EXCERPTED RECORDS:
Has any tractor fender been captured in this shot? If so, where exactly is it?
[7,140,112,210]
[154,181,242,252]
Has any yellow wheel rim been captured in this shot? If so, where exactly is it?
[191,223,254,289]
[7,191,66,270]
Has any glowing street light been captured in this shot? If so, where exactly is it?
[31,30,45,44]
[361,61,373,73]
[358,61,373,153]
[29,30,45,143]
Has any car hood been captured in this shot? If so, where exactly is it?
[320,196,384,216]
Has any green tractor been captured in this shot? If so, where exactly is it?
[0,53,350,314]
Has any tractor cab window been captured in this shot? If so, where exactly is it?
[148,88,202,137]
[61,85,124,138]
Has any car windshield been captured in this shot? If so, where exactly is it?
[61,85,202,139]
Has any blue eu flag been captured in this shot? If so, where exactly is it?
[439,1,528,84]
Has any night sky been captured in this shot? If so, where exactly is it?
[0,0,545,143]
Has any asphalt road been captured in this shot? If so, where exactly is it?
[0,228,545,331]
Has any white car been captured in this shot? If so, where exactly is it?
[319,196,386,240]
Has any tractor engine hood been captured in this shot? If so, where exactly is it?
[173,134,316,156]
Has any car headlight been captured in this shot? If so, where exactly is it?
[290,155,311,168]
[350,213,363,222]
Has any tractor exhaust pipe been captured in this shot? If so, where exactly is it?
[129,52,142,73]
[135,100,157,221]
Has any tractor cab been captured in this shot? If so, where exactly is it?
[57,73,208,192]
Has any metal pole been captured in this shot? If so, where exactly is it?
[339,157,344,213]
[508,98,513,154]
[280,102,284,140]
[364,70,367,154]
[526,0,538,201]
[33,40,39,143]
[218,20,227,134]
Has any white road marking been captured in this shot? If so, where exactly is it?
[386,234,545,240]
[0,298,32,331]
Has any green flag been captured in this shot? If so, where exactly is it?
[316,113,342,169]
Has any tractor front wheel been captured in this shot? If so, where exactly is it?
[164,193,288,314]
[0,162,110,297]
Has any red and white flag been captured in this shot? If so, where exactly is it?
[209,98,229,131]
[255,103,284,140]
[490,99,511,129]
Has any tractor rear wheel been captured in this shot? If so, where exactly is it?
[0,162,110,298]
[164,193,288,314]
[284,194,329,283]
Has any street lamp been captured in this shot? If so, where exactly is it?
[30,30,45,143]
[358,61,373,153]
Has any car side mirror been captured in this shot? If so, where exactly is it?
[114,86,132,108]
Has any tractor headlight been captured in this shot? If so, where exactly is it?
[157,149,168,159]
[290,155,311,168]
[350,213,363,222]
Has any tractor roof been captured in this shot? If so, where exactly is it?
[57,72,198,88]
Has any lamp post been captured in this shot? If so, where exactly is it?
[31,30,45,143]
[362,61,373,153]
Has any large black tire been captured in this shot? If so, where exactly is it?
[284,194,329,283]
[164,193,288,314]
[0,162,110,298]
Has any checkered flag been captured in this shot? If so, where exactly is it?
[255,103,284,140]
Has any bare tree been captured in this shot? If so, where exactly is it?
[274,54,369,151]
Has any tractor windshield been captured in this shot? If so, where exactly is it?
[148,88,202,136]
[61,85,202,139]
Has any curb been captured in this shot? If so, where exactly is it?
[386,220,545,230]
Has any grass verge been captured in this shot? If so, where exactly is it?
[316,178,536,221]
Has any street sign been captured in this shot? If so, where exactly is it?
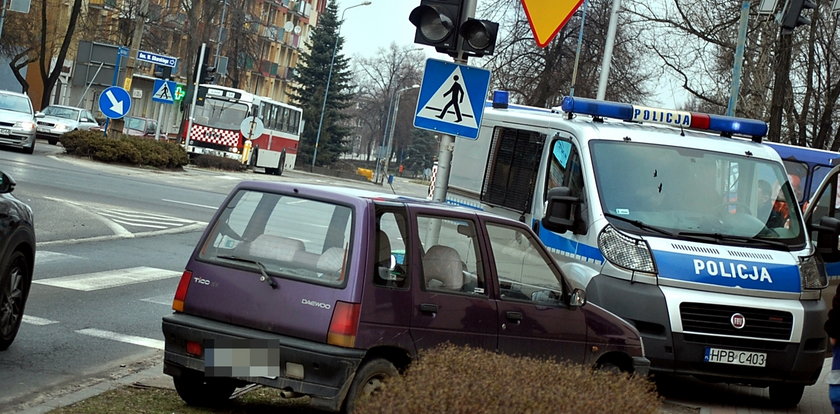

WHAT THE TASK REQUIRES: List each line above that contains the string "green". Case counts.

EXERCISE ANSWER:
Has any green tractor been captured in this shot? If so, where exactly is it?
Has any green flag been captured in this shot? If so, where exactly is it?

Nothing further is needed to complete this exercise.